__Task to complete__: A line belongs in the answer only if it contains the word "horse"; copy every such line from the listing below.
Records supplied below:
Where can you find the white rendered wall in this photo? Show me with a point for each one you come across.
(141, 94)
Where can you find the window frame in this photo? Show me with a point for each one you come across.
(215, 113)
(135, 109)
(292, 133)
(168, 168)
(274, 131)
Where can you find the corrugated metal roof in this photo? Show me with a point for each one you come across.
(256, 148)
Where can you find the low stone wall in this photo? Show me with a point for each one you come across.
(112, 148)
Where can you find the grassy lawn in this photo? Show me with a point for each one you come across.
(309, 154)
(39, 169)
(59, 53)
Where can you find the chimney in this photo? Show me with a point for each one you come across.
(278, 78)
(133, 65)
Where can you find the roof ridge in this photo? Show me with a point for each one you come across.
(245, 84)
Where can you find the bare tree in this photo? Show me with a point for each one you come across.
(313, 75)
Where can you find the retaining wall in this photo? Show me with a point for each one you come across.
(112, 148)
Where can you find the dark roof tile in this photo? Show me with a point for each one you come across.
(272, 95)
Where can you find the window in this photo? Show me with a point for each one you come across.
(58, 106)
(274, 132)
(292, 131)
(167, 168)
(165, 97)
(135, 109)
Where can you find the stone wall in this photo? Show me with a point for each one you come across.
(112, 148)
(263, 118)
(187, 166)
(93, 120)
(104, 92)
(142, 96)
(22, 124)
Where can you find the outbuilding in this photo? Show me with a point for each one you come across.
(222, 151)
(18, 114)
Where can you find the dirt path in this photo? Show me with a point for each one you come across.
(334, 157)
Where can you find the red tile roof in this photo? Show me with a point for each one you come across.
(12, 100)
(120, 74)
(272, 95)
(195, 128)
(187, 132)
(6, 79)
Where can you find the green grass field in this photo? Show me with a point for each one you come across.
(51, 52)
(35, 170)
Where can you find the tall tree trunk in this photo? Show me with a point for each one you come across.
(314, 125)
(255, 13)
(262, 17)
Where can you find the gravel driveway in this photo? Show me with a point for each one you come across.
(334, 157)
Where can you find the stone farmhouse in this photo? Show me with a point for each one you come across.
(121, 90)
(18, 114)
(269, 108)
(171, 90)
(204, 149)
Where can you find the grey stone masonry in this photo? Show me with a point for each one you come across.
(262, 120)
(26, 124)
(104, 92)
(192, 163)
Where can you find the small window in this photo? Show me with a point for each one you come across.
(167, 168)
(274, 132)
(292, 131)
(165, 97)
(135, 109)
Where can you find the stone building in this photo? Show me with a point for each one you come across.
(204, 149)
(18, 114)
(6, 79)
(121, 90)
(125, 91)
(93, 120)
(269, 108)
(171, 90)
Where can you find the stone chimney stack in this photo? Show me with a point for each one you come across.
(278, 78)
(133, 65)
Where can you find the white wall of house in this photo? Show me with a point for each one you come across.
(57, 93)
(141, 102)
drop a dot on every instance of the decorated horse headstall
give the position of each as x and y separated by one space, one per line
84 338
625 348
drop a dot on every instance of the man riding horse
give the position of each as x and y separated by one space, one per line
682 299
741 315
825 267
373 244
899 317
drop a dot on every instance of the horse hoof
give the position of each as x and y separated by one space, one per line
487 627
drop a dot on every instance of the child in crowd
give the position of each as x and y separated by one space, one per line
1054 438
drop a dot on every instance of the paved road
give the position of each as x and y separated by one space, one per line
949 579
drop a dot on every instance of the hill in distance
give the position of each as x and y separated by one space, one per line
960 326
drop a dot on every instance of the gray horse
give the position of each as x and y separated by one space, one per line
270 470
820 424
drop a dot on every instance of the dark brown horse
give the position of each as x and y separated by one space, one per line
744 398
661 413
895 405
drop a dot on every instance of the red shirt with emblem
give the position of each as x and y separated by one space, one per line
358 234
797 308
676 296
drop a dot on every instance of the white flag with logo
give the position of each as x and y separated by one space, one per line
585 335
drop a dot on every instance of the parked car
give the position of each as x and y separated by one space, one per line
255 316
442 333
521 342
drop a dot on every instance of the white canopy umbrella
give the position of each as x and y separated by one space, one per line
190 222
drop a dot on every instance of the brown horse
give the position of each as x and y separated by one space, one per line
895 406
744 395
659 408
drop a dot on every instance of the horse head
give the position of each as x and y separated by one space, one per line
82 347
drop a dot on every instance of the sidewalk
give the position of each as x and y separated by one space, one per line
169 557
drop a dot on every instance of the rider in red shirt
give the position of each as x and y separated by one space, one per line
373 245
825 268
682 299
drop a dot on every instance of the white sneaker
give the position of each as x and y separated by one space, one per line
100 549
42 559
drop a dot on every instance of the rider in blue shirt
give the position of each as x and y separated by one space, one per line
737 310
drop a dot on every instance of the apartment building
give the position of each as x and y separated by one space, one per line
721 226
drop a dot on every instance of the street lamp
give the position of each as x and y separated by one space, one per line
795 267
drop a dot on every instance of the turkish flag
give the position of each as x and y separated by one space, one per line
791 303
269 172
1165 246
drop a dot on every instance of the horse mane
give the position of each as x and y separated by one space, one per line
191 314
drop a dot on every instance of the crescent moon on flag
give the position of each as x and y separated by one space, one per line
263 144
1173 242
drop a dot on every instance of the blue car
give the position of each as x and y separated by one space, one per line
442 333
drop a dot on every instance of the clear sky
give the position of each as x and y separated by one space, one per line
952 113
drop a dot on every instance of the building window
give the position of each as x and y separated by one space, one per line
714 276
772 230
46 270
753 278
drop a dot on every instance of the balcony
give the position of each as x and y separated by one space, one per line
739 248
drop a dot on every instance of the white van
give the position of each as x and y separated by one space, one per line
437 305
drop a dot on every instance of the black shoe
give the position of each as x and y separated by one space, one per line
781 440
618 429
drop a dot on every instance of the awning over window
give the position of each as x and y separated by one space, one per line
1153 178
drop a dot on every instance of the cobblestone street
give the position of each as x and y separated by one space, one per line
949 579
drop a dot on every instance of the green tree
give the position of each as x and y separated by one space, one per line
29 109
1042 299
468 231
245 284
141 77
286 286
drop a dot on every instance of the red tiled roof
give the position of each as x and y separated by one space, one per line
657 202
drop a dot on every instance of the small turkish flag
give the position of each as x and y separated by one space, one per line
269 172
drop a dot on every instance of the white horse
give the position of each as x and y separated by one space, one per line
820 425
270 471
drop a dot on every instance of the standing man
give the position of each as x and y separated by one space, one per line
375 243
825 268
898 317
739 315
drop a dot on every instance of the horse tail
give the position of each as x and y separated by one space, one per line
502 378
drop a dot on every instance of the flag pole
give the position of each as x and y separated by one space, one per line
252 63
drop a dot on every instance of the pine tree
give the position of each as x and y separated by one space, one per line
End of Records supplied.
__Your response__:
drop a dot on every instance of the decorated horse headstall
drop a dot on every instance of the man riding horse
drop a dot on every instance of the horse hoof
drop a dot on every instance of the gray horse
drop a dot on every instance of the dark brown horse
drop a dot on every instance of the brown horse
drop a dot on every instance of the horse head
drop a dot on every instance of the horse mane
drop a dot on every instance of the white horse
drop a dot on every instance of the horse tail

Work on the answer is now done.